AIM OF THE EXERCISE: Reproduce the passage below on the VVD's leadership changes and election results, word for word and in full.

QUOTED PASSAGE:
Jan van Zanen, chairman of the VVD's party board, announced in November 2007 that he would step down in May 2008, a year before his term would end. The rest of the board also announced that they would step down. On the same day of his announcement, honorary member Hans Wiegel called for the resignation of the board, because it could not keep Verdonk in the party. Wiegel also opined that the VVD should become part of a larger liberal movement, that would encompass the social liberal Democrats 66, the Party for Freedom of Geert Wilders and Rita Verdonk's Proud of the Netherlands movement, although he found little resonance for this ideas from others.

In 2008, the VVD chose a new party chairman, Ivo Opstelten, the outgoing mayor of Rotterdam. Mark Rutte announced at the celebration of the party's sixth decennial that he would rewrite the foundational programme of the party that was enacted in the early 1980s, and offer the new principles for consideration by the party's members in the fall congress.

After the 2010 general election the VVD became the largest party with 31 seats and was the senior party in a centre-right minority First Rutte cabinet with the Christian Democratic Appeal supported by the Party for Freedom of Geert Wilders to obtain a majority. Rutte was sworn in as Prime Minister on 21 October 2010. Not only was it the first time that the VVD had led a government, but it was the first liberal-led government in 92 years. However, on 21 April 2012, after failed negotiations with the Party for Freedom on renewed budget cuts, the government became unstable and Mark Rutte deemed it likely that a new election would be held in 2012. On election day, 12 September 2012, the VVD remained the largest party in Parliament, winning 41 seats, a gain of 10 seats.

After the 2012 general election the VVD entered into a ruling coalition with the Labour Party as its junior coalition partner. This coalition lasted a full term, but lost its majority at the 2017 election; the VVD itself lost eight seats, though remained the largest party with 33. Rutte became Prime Minister again, forming a centre-right green cabinet with the Christian Democratic Appeal, Democrats 66 and the Christian Union. In March 2021, VVD was the winner of the general election, securing 34 out of 150 seats. Prime Minister Mark Rutte, in power since 2010, formed his fourth VVD-led coalition.

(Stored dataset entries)
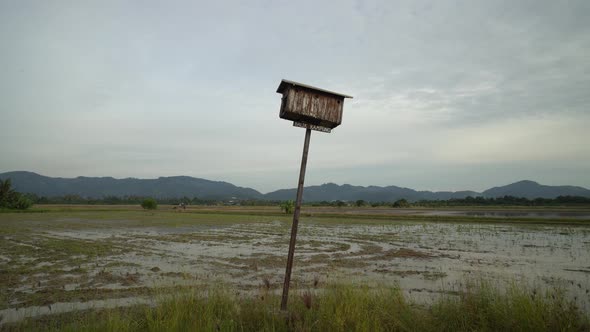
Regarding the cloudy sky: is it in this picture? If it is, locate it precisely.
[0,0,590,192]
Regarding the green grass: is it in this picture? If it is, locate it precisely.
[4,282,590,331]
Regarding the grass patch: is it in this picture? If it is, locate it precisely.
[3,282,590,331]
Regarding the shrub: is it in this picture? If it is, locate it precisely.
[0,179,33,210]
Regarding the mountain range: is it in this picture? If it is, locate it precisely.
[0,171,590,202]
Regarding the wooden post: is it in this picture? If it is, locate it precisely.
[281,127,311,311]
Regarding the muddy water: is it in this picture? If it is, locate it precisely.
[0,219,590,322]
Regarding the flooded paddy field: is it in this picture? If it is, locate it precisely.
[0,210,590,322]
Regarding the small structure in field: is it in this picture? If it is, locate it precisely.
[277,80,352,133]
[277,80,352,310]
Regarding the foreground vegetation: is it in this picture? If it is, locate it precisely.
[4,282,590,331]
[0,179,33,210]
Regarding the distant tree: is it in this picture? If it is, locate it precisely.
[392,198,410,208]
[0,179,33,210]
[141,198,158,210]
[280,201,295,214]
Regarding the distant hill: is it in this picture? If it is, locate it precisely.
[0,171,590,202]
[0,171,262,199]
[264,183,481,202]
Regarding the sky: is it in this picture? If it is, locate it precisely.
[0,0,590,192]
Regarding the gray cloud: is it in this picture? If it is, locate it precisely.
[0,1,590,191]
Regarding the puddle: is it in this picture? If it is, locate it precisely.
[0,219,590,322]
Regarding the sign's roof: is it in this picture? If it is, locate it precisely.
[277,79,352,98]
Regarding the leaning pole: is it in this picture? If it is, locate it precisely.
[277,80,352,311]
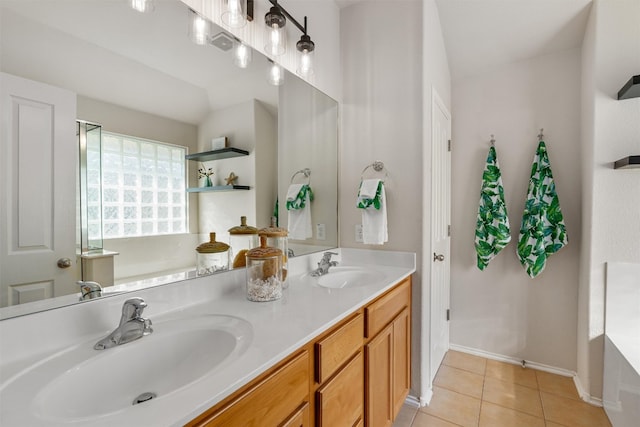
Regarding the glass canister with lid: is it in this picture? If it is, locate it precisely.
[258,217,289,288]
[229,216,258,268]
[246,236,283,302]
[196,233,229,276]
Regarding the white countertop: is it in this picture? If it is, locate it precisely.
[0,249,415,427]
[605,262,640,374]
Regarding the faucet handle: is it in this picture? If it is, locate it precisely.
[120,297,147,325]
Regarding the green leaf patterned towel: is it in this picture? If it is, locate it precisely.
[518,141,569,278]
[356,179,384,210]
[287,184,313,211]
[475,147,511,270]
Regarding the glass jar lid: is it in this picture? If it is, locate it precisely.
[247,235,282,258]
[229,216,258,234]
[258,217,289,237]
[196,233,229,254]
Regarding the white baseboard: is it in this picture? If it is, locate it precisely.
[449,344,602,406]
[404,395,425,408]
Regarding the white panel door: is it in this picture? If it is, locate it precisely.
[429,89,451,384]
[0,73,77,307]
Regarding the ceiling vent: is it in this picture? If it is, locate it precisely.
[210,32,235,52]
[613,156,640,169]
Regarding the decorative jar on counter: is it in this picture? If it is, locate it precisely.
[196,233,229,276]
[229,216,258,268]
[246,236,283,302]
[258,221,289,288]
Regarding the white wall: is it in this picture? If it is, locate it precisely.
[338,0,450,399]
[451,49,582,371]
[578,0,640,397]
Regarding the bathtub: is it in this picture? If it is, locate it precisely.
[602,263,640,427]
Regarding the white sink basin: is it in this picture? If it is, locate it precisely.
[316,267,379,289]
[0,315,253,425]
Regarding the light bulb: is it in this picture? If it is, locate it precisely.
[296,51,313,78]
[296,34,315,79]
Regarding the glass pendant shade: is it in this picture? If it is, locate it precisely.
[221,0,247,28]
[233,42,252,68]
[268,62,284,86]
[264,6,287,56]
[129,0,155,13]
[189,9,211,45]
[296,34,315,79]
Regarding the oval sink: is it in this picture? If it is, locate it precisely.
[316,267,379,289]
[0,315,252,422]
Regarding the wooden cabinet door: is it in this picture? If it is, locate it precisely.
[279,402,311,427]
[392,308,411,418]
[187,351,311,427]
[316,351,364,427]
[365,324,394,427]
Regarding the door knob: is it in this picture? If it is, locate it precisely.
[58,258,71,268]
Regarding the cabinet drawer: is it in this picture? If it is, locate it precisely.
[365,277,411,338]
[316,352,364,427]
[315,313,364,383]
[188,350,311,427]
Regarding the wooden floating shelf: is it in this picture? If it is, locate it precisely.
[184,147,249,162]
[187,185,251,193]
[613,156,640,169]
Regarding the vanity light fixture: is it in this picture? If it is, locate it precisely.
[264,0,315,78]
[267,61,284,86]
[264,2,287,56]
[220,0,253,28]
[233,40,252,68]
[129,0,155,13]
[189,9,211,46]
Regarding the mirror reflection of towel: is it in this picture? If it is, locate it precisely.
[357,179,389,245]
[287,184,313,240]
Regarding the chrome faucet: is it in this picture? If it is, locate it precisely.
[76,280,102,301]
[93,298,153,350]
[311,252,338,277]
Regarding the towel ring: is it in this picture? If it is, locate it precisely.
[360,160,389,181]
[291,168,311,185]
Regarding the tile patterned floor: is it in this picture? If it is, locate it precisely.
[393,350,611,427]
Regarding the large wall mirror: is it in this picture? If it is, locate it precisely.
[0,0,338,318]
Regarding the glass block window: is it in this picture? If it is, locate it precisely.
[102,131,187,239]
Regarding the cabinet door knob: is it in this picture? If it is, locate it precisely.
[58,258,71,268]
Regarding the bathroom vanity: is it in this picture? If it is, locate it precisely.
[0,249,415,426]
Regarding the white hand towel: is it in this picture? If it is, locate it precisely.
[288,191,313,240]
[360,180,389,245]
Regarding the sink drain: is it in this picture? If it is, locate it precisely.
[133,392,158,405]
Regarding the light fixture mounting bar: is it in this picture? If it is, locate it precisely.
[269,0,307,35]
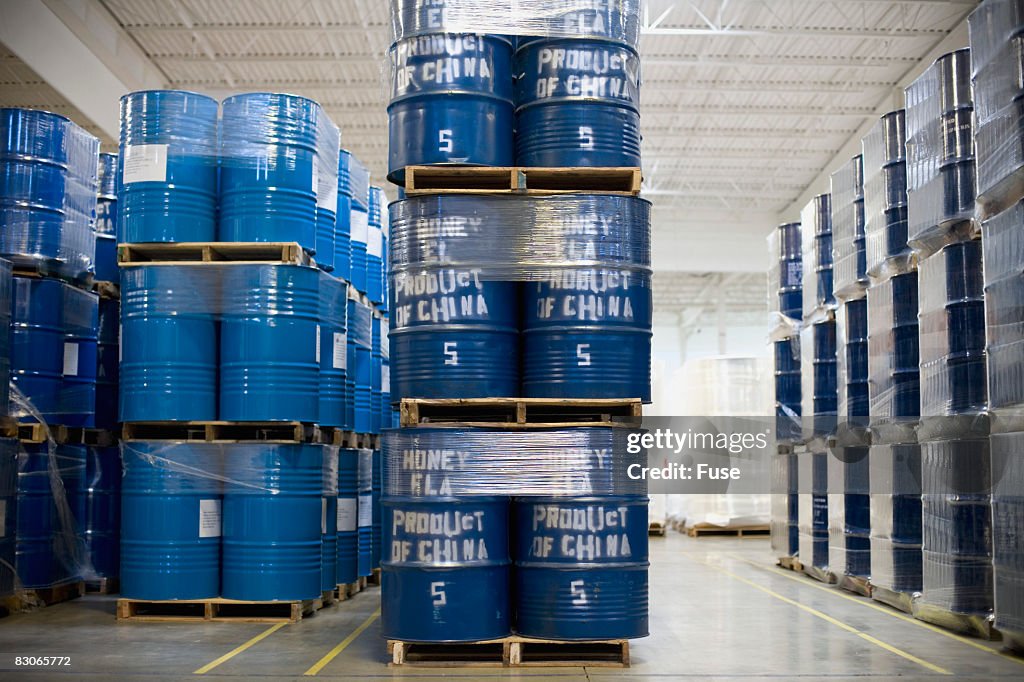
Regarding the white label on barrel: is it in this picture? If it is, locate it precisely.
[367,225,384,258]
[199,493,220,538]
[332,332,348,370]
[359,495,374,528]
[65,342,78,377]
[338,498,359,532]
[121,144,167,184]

RESULT OF THE EXERCISE:
Jan van Zanen, chairman of the VVD's party board, announced in November 2007 that he would step down in May 2008, a year before his term would end. The rest of the board also announced that they would step down. On the same day of his announcement, honorary member Hans Wiegel called for the resignation of the board, because it could not keep Verdonk in the party. Wiegel also opined that the VVD should become part of a larger liberal movement, that would encompass the social liberal Democrats 66, the Party for Freedom of Geert Wilders and Rita Verdonk's Proud of the Netherlands movement, although he found little resonance for this ideas from others.

In 2008, the VVD chose a new party chairman, Ivo Opstelten, the outgoing mayor of Rotterdam. Mark Rutte announced at the celebration of the party's sixth decennial that he would rewrite the foundational programme of the party that was enacted in the early 1980s, and offer the new principles for consideration by the party's members in the fall congress.

After the 2010 general election the VVD became the largest party with 31 seats and was the senior party in a centre-right minority First Rutte cabinet with the Christian Democratic Appeal supported by the Party for Freedom of Geert Wilders to obtain a majority. Rutte was sworn in as Prime Minister on 21 October 2010. Not only was it the first time that the VVD had led a government, but it was the first liberal-led government in 92 years. However, on 21 April 2012, after failed negotiations with the Party for Freedom on renewed budget cuts, the government became unstable and Mark Rutte deemed it likely that a new election would be held in 2012. On election day, 12 September 2012, the VVD remained the largest party in Parliament, winning 41 seats, a gain of 10 seats.

After the 2012 general election the VVD entered into a ruling coalition with the Labour Party as its junior coalition partner. This coalition lasted a full term, but lost its majority at the 2017 election; the VVD itself lost eight seats, though remained the largest party with 33. Rutte became Prime Minister again, forming a centre-right green cabinet with the Christian Democratic Appeal, Democrats 66 and the Christian Union. In March 2021, VVD was the winner of the general election, securing 34 out of 150 seats. Prime Minister Mark Rutte, in power since 2010, formed his fourth VVD-led coalition.